Output all the material that follows, exactly as given.

# Data for this exercise start

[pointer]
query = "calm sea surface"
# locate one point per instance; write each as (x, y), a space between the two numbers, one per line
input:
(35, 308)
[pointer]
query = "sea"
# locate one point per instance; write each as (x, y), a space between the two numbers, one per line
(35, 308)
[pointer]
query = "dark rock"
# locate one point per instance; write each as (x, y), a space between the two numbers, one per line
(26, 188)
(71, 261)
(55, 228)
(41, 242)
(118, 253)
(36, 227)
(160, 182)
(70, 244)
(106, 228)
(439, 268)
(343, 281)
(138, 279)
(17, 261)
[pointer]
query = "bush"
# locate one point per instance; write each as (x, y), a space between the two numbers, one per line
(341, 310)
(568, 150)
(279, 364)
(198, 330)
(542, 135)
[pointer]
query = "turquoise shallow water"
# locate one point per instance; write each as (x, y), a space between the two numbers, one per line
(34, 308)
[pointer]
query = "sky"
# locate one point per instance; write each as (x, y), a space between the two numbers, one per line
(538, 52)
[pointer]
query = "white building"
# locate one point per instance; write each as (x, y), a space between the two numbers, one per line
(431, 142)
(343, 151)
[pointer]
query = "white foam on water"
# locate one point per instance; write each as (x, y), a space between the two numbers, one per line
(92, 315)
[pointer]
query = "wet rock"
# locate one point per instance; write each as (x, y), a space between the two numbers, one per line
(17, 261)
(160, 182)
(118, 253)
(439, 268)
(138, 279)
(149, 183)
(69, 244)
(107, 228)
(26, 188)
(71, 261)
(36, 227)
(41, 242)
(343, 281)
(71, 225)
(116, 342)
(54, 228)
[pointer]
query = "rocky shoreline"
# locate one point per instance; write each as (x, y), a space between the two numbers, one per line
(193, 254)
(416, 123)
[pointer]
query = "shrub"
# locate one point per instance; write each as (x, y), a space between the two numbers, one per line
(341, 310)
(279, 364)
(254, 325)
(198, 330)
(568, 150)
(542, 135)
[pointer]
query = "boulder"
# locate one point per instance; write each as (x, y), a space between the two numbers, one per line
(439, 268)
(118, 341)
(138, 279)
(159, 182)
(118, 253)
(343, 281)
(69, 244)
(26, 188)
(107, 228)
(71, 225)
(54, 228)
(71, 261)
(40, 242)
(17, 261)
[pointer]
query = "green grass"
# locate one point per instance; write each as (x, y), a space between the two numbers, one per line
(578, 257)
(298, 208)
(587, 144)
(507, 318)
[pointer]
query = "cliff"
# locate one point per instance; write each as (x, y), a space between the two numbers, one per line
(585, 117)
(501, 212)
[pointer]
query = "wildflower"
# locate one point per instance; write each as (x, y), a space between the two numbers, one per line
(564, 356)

# Data for this exercise end

▶ **Task answer**:
[pointer]
query = "calm sea surface"
# locate one point per instance; write each as (x, y), a space between the two numbers, one per line
input:
(35, 308)
[pointer]
query = "sea"
# locate one point per instance; write each as (x, y), a space between the two numbers, one per line
(35, 308)
[pointer]
query = "dark rock"
# locate one point per instance; write each as (x, y), a space between the two numbers, one per line
(26, 188)
(71, 261)
(55, 228)
(41, 242)
(118, 253)
(36, 227)
(160, 182)
(70, 244)
(106, 228)
(439, 268)
(343, 281)
(138, 279)
(17, 261)
[pointer]
query = "bush"
# locate one point per instance; write each as (x, y), a space between the two numbers, one per line
(341, 310)
(568, 150)
(279, 364)
(198, 330)
(542, 135)
[pointer]
query = "turquoise shallow water"
# locate one point per instance; write each as (x, y), a space between the two numbers, one per line
(34, 308)
[pointer]
query = "sky"
# locate one point per instance; write each as (x, y), a space between the two numbers, one per line
(538, 52)
[pointer]
query = "white building"
# locate one point per instance; write each as (x, y), a space between the two numbers, one per line
(431, 142)
(343, 151)
[pointer]
query = "white foam on water"
# locate one point per instance; write each as (x, y), a space between the two numbers, one per line
(92, 315)
[pointer]
query = "wet rock"
# locate one point per instance; write each as (x, y), a space between the two numbers, one per line
(17, 261)
(160, 182)
(118, 253)
(439, 268)
(138, 279)
(149, 183)
(69, 244)
(107, 228)
(26, 188)
(71, 261)
(36, 227)
(41, 242)
(343, 281)
(71, 225)
(116, 342)
(54, 228)
[pointer]
query = "rocky shoreline"
# locate one point per instance; write each as (x, y), a space between the two numbers, one per line
(193, 254)
(416, 123)
[pointer]
query = "shrub"
# locate one point per instance; write each as (x, y), a space between the two numbers, one per line
(341, 310)
(279, 364)
(254, 325)
(198, 330)
(568, 150)
(542, 135)
[pointer]
query = "boulder"
# locate one point per instance; write each as (x, y), a space between the two numbers, one per line
(439, 268)
(118, 341)
(138, 279)
(159, 182)
(118, 253)
(343, 281)
(69, 244)
(26, 188)
(107, 228)
(71, 225)
(54, 228)
(71, 261)
(40, 242)
(17, 261)
[pointer]
query = "green grass"
# locate one point per instance; write each as (x, y), a space between the two numbers, one per line
(578, 257)
(298, 208)
(587, 144)
(507, 318)
[pointer]
query = "cliff"
# locate one point per instance; write each as (x, y), a space between the two numbers, one per line
(585, 117)
(501, 212)
[pointer]
query = "wildflower"
# locate one point per instance; write each as (x, y), a space between the two numbers, one per line
(564, 356)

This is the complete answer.